REQUIRED TASKS:
1) According to the text about the HP server below, which RAID modes did the motherboard's AMD controller support?
2) Duplicate a passage from the HP server text below. Begin at the words "The motherboard included" and stop after "their own risk.".
3) Pick up the HP server text below where it stops, and continue it in the same manner.

TEXT:

The launch price was €249 in Europe. Adjusted to 2026 terms, that’s roughly €330 — still absurdly cheap for what it offered.
At that price, it had no real competitors.
The front panel featured four USB 2.0 ports, a backlit power button, activity LEDs (disk and network), and the HP logo — which wasn’t just decoration. Blue meant everything was fine, amber meant warning, red meant serious trouble.

Behind the front door was the drive cage. Each disk mounted onto plastic trays with spring clips, clearly labeled 1 through 4.
The motherboard included an AMD RAID controller supporting JBOD, RAID 0, RAID 1, and RAID 10. No RAID 5 or 6. Officially, hot-swap wasn’t supported — but in practice, many users swapped drives live in RAID/AHCI mode at their own risk.
Maximum supported disk size at launch was 2 TB per drive, which at the time was more than enough.

DATA:
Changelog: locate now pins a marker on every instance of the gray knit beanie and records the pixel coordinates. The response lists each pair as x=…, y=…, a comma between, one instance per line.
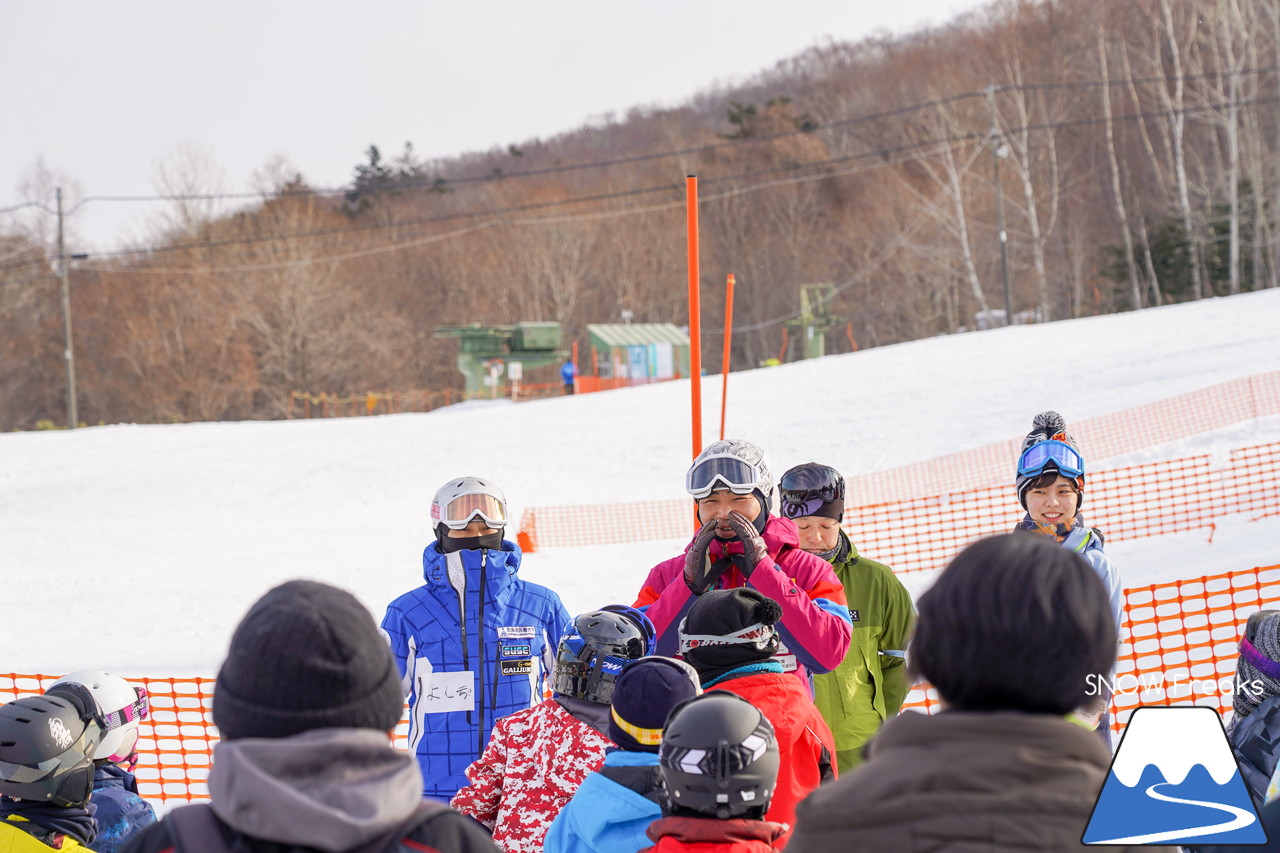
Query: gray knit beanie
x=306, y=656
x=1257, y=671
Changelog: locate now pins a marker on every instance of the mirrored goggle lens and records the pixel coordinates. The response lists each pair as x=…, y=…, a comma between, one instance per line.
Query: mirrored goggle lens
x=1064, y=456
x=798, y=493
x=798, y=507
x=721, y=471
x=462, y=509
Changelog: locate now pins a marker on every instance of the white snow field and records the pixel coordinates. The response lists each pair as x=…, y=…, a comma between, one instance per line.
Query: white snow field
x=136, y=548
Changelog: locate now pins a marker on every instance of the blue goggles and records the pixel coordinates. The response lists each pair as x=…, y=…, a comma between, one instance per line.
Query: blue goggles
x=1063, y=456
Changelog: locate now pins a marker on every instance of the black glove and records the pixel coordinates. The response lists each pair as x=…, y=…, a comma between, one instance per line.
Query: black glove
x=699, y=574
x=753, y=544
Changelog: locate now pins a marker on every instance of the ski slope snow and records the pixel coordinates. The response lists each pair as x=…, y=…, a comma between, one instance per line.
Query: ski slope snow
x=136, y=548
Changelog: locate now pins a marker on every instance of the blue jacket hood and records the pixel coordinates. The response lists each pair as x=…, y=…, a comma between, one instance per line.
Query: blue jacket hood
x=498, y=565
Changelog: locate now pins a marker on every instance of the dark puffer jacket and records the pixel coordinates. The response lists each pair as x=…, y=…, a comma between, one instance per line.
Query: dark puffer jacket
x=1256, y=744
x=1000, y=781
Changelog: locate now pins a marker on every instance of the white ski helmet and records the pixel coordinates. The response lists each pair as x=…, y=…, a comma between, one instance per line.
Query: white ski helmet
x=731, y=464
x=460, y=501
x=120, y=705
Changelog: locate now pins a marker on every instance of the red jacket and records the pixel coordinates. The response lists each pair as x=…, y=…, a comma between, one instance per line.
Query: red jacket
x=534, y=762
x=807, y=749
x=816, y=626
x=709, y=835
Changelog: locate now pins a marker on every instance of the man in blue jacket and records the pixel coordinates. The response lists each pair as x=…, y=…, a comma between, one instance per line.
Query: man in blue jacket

ANSWERS GIVEN:
1) JBOD, RAID 0, RAID 1, and RAID 10.

2)
The motherboard included an AMD RAID controller supporting JBOD, RAID 0, RAID 1, and RAID 10. No RAID 5 or 6. Officially, hot-swap wasn’t supported — but in practice, many users swapped drives live in RAID/AHCI mode at their own risk.

3)
The PCIe slots were limited to about 25W, so high-power GPUs weren’t an option. But virtualization fans loved the internal USB port on the motherboard — perfect for booting ESXi from a flash drive.

On the rear panel: two USB ports, one eSATA, a single Gigabit LAN (Broadcom), VGA output, the 150W internal PSU, a large rear fan, and two PCI slot covers.
One standout feature compared to typical PCs was the optional HP Remote Access Card (around €65 at launch). Installed in the PCIe x1 slot, it provided a dedicated management port — a simplified take on enterprise IPMI solutions like Dell iDRAC or HP iLO.

Over time, the lineup expanded with the N40L and N54L.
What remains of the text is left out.